Task directions: Copy word for word the lines of the records from the one containing "Where can you find the front tire?" through the one containing "point(296, 186)", including both of those lines.

Data in this exercise:
┌────────
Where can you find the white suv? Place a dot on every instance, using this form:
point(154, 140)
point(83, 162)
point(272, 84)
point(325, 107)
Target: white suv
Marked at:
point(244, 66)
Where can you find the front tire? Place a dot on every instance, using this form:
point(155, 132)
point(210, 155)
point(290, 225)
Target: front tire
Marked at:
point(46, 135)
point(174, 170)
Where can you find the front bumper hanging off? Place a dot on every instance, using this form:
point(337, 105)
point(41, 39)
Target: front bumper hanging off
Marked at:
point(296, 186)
└────────
┌────────
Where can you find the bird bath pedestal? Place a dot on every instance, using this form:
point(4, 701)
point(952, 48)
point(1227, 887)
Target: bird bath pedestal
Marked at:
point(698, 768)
└────────
Answer to this task:
Where can you find the front tire? Place a dot on every instance, using this form:
point(155, 132)
point(210, 155)
point(290, 225)
Target: front tire
Marked at:
point(46, 135)
point(174, 170)
Where can you find the front bumper hanging off? Place a dot on every instance, using this form:
point(337, 105)
point(41, 39)
Target: front bumper hanging off
Marked at:
point(296, 186)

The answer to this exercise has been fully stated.